Start

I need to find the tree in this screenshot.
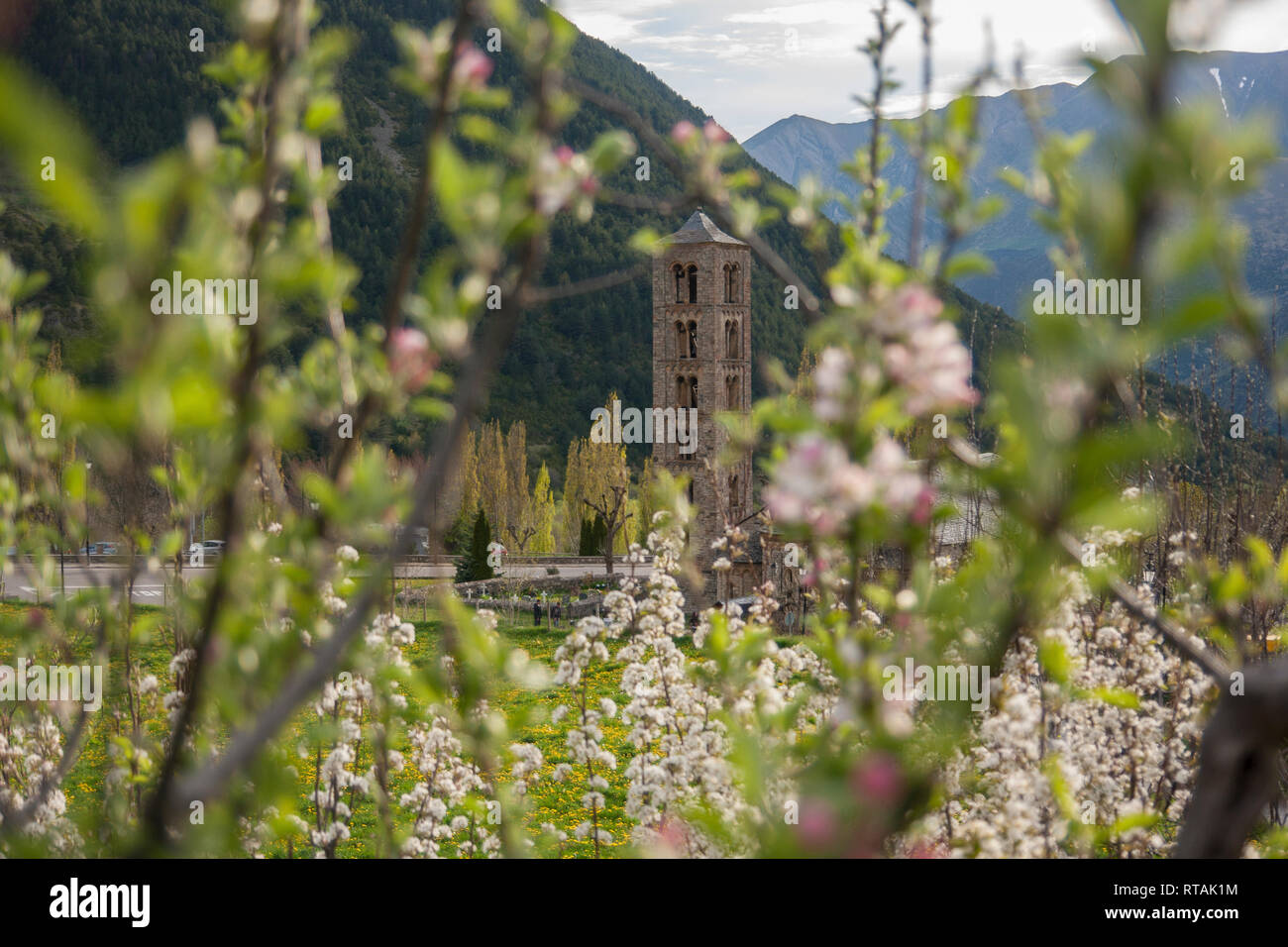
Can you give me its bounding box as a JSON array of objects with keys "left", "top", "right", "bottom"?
[
  {"left": 585, "top": 467, "right": 631, "bottom": 575},
  {"left": 532, "top": 464, "right": 555, "bottom": 553},
  {"left": 456, "top": 509, "right": 496, "bottom": 582}
]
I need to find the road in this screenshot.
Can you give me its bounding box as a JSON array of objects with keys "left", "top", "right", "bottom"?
[{"left": 3, "top": 558, "right": 623, "bottom": 605}]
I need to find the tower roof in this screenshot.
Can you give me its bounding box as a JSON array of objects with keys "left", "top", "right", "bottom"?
[{"left": 667, "top": 210, "right": 746, "bottom": 246}]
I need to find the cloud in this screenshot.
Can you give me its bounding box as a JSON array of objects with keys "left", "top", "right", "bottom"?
[{"left": 558, "top": 0, "right": 1288, "bottom": 139}]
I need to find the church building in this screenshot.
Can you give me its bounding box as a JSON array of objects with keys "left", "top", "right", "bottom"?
[{"left": 653, "top": 210, "right": 764, "bottom": 611}]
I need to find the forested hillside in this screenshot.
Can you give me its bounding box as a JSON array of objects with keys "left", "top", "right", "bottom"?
[
  {"left": 0, "top": 0, "right": 1272, "bottom": 488},
  {"left": 0, "top": 0, "right": 834, "bottom": 467}
]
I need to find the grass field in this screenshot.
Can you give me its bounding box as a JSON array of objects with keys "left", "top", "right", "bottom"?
[{"left": 0, "top": 601, "right": 688, "bottom": 857}]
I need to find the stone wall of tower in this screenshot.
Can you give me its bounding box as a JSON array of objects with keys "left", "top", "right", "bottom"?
[{"left": 653, "top": 241, "right": 754, "bottom": 611}]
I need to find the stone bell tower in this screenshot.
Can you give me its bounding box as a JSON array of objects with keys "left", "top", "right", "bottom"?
[{"left": 653, "top": 210, "right": 754, "bottom": 611}]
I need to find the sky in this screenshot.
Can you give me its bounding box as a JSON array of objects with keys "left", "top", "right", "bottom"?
[{"left": 548, "top": 0, "right": 1288, "bottom": 141}]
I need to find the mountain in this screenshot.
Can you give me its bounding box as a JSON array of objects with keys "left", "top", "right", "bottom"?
[
  {"left": 0, "top": 0, "right": 844, "bottom": 469},
  {"left": 0, "top": 0, "right": 1277, "bottom": 488},
  {"left": 744, "top": 52, "right": 1288, "bottom": 314}
]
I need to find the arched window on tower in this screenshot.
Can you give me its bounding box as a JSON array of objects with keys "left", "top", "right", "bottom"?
[{"left": 725, "top": 320, "right": 742, "bottom": 359}]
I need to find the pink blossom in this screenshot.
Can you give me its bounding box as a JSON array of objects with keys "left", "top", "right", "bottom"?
[
  {"left": 850, "top": 751, "right": 903, "bottom": 805},
  {"left": 883, "top": 322, "right": 979, "bottom": 415},
  {"left": 814, "top": 346, "right": 854, "bottom": 421},
  {"left": 389, "top": 329, "right": 438, "bottom": 394},
  {"left": 796, "top": 798, "right": 840, "bottom": 852},
  {"left": 452, "top": 43, "right": 492, "bottom": 90}
]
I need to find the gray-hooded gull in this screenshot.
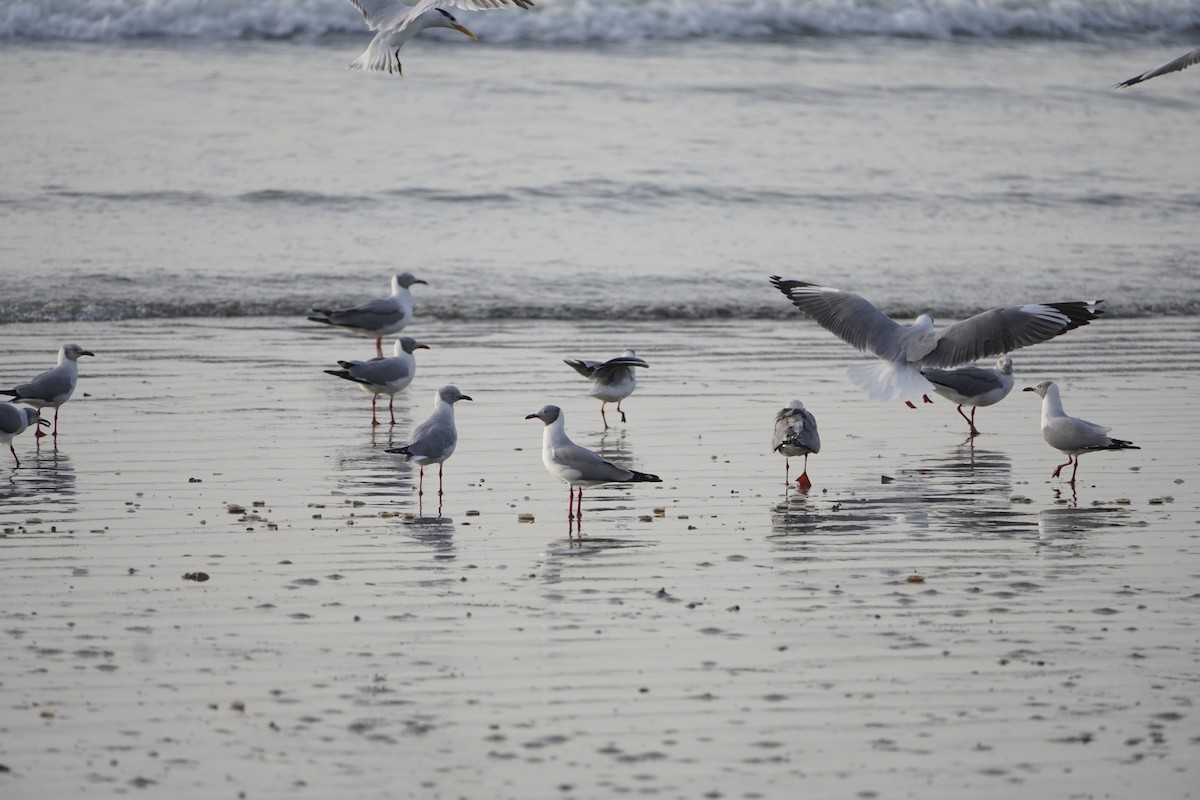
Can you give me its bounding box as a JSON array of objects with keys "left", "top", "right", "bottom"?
[
  {"left": 563, "top": 349, "right": 650, "bottom": 428},
  {"left": 770, "top": 280, "right": 1104, "bottom": 405},
  {"left": 526, "top": 405, "right": 662, "bottom": 519},
  {"left": 384, "top": 385, "right": 472, "bottom": 497},
  {"left": 920, "top": 355, "right": 1013, "bottom": 438},
  {"left": 308, "top": 272, "right": 425, "bottom": 356},
  {"left": 1022, "top": 380, "right": 1141, "bottom": 486},
  {"left": 0, "top": 344, "right": 96, "bottom": 437},
  {"left": 325, "top": 336, "right": 430, "bottom": 425},
  {"left": 770, "top": 401, "right": 821, "bottom": 492}
]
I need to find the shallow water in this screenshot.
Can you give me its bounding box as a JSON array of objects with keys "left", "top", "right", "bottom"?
[{"left": 0, "top": 318, "right": 1200, "bottom": 798}]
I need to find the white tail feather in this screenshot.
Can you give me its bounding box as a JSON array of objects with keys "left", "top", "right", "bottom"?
[{"left": 846, "top": 361, "right": 934, "bottom": 403}]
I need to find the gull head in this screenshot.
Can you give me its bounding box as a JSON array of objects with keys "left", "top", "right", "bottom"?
[
  {"left": 391, "top": 272, "right": 428, "bottom": 291},
  {"left": 1021, "top": 380, "right": 1054, "bottom": 397},
  {"left": 526, "top": 405, "right": 563, "bottom": 425},
  {"left": 427, "top": 8, "right": 479, "bottom": 42},
  {"left": 438, "top": 384, "right": 472, "bottom": 405}
]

End

(Given request) Repeat the material above in full and unchanged, minus its images.

(Problem solution)
I need to find the tree in this screenshot.
Can you give me its bounding box as a JSON array of objects with keys "left", "top", "right", "bottom"?
[
  {"left": 585, "top": 467, "right": 631, "bottom": 575},
  {"left": 532, "top": 464, "right": 555, "bottom": 553},
  {"left": 456, "top": 509, "right": 496, "bottom": 582}
]
I need to find the road in this screenshot.
Can you give me its bounding box as a JSON array of objects with keys "left", "top", "right", "bottom"?
[{"left": 3, "top": 558, "right": 623, "bottom": 605}]
I need to find the tower roof in this screenshot.
Can you give me its bounding box as a JSON array of objects with keys "left", "top", "right", "bottom"?
[{"left": 667, "top": 210, "right": 746, "bottom": 246}]
I need to find the cloud in this screenshot.
Can you give me its bounding box as a JSON array of objects with keys "left", "top", "right", "bottom"?
[{"left": 558, "top": 0, "right": 1288, "bottom": 139}]
I need to find the church building in this screenshot.
Can you give me its bounding box as a JSON array of objects with keys "left", "top", "right", "bottom"?
[{"left": 653, "top": 210, "right": 764, "bottom": 611}]
I need to find the forested hillside in this screenshot.
Can you give me its bounding box as a JSON array of objects with keys "left", "top", "right", "bottom"?
[
  {"left": 0, "top": 0, "right": 1272, "bottom": 488},
  {"left": 0, "top": 0, "right": 834, "bottom": 467}
]
I need to find the grass field in this screenshot.
Can you give me its bounding box as a JSON array of objects with keys "left", "top", "right", "bottom"?
[{"left": 0, "top": 601, "right": 688, "bottom": 857}]
I need to find the stone wall of tower in this screenshot.
Can you give me its bounding box as a JSON array of objects with keys "left", "top", "right", "bottom"?
[{"left": 653, "top": 241, "right": 754, "bottom": 611}]
I need to find the stone bell tower in this screenshot.
Can you give me its bounding box as a JSON array of objects with keys "left", "top", "right", "bottom"?
[{"left": 653, "top": 210, "right": 754, "bottom": 611}]
I need to find the sky in this screenshot.
Can you give me its bounding box as a JSON array of objects with keys "left", "top", "right", "bottom"?
[{"left": 548, "top": 0, "right": 1288, "bottom": 141}]
I need to find the mountain in this screenshot.
Can you give me its bounding box as a JSON array of objects with keys "left", "top", "right", "bottom"?
[
  {"left": 0, "top": 0, "right": 844, "bottom": 469},
  {"left": 0, "top": 0, "right": 1277, "bottom": 488},
  {"left": 744, "top": 52, "right": 1288, "bottom": 314}
]
I need to find the arched window on tower in this screenshot.
Can you give me its bounding box as a JSON array of objects with keys "left", "top", "right", "bottom"?
[{"left": 725, "top": 320, "right": 742, "bottom": 359}]
I need to find the pink blossom in this screenshot.
Can you give me its bounding box as a JSON array of objects with keys "left", "top", "right", "bottom"?
[
  {"left": 850, "top": 751, "right": 903, "bottom": 805},
  {"left": 883, "top": 322, "right": 979, "bottom": 415},
  {"left": 814, "top": 346, "right": 854, "bottom": 421},
  {"left": 389, "top": 329, "right": 438, "bottom": 394},
  {"left": 796, "top": 798, "right": 840, "bottom": 852},
  {"left": 452, "top": 43, "right": 492, "bottom": 90}
]
I need to find the gray-hooded gull in this screenshot.
Can you give me its bounding box as a JSON array of objects with keys "left", "top", "right", "bottom"?
[
  {"left": 563, "top": 349, "right": 650, "bottom": 428},
  {"left": 770, "top": 280, "right": 1104, "bottom": 405},
  {"left": 526, "top": 405, "right": 662, "bottom": 519},
  {"left": 384, "top": 385, "right": 472, "bottom": 497},
  {"left": 920, "top": 355, "right": 1013, "bottom": 438},
  {"left": 308, "top": 272, "right": 425, "bottom": 356},
  {"left": 1022, "top": 380, "right": 1141, "bottom": 486},
  {"left": 0, "top": 344, "right": 96, "bottom": 437},
  {"left": 325, "top": 336, "right": 430, "bottom": 425},
  {"left": 770, "top": 401, "right": 821, "bottom": 492}
]
I need to find the shallow water in this screenshot.
Can you give me its bounding box as a JSON array of objects with keys "left", "top", "right", "bottom"?
[{"left": 0, "top": 318, "right": 1200, "bottom": 798}]
I need to find the white tail feather in this screenshot.
Can you give me its bounding box as a JSON array of objects with keys "left", "top", "right", "bottom"?
[{"left": 846, "top": 361, "right": 934, "bottom": 403}]
I need to find the gull head in this screenshot.
Can you give me its bounding box as a JSON array of objects with keys "left", "top", "right", "bottom"?
[
  {"left": 391, "top": 272, "right": 428, "bottom": 291},
  {"left": 1021, "top": 380, "right": 1054, "bottom": 397},
  {"left": 526, "top": 405, "right": 563, "bottom": 425},
  {"left": 427, "top": 8, "right": 479, "bottom": 42},
  {"left": 438, "top": 384, "right": 472, "bottom": 405}
]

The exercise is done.